[Collection entries]
↓↓↓

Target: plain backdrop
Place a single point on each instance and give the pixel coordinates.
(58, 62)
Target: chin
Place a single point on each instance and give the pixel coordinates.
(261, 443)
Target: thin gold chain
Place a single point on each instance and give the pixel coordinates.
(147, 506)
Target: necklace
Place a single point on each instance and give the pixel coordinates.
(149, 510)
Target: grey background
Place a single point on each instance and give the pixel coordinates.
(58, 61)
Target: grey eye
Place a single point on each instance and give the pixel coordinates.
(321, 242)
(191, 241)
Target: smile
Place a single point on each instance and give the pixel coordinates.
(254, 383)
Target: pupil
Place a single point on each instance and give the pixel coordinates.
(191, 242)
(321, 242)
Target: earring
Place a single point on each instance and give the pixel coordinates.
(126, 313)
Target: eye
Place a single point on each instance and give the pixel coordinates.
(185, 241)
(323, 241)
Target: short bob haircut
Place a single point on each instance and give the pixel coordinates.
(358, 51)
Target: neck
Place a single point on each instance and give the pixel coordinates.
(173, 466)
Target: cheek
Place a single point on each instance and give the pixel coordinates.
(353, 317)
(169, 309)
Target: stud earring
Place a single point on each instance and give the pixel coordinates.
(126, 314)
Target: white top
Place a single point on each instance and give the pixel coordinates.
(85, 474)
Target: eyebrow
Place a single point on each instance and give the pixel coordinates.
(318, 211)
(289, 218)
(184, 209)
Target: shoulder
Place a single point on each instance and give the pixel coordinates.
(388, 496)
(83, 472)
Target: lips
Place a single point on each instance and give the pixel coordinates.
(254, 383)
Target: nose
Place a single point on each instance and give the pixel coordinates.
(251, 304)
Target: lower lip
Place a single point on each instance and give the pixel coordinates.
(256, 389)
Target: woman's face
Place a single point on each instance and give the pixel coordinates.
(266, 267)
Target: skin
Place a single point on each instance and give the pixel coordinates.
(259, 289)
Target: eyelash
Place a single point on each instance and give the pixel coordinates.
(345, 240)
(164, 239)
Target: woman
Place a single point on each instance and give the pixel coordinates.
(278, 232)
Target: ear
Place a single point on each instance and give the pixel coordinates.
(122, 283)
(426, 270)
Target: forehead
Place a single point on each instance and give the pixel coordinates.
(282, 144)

↑↑↑
↓↓↓

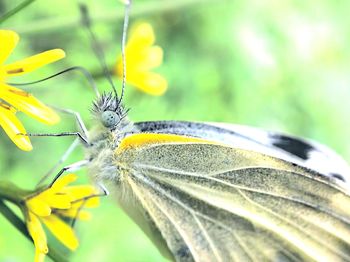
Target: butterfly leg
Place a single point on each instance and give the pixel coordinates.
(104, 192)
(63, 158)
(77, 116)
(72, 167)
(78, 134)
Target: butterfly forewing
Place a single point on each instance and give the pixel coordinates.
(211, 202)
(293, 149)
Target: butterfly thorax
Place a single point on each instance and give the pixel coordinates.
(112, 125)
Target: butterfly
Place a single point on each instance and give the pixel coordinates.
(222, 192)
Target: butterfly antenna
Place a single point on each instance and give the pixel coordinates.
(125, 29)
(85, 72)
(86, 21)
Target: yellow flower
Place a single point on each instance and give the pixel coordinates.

↑↑↑

**Written request**
List every line in the collection entries above that contains the string "grey". Matching is case-sensitive.

**Response**
Target: grey background
Target: grey eye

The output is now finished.